→ **Excerpted data**
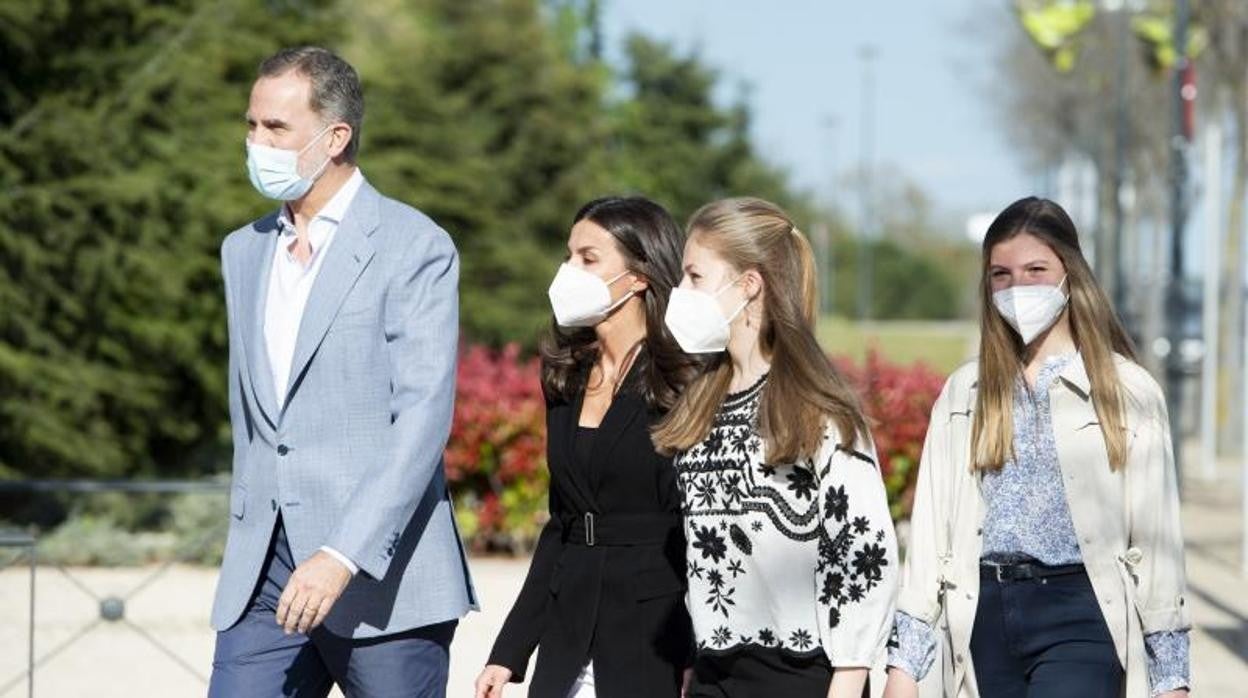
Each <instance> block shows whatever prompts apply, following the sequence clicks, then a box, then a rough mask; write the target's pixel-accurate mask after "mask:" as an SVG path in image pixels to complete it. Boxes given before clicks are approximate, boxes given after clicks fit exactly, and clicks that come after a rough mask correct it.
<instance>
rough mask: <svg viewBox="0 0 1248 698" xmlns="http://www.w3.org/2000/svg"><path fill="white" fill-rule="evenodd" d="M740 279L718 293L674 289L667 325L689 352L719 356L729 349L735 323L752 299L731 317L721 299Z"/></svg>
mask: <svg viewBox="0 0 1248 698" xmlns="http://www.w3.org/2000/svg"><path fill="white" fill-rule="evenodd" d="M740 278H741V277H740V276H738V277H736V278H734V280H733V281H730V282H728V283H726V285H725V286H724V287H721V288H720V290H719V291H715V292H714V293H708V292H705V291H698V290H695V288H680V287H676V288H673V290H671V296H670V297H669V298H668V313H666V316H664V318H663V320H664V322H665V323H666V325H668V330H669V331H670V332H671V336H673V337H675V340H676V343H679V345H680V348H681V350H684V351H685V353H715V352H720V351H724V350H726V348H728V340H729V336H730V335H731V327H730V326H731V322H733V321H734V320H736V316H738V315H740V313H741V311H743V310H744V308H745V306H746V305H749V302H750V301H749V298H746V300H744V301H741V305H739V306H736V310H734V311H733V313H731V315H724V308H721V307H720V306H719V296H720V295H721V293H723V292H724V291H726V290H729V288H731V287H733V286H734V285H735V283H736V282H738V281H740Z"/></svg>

==

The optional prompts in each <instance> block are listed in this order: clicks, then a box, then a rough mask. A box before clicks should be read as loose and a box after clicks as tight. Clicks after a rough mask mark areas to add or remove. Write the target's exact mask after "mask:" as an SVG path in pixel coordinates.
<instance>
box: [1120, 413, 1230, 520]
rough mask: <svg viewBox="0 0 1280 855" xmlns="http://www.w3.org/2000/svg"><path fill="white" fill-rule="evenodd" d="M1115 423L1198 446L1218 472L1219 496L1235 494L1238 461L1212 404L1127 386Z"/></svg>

→ **Activity**
Determine how many lines above contain "block" and respond with that number only.

→ **Your solution**
2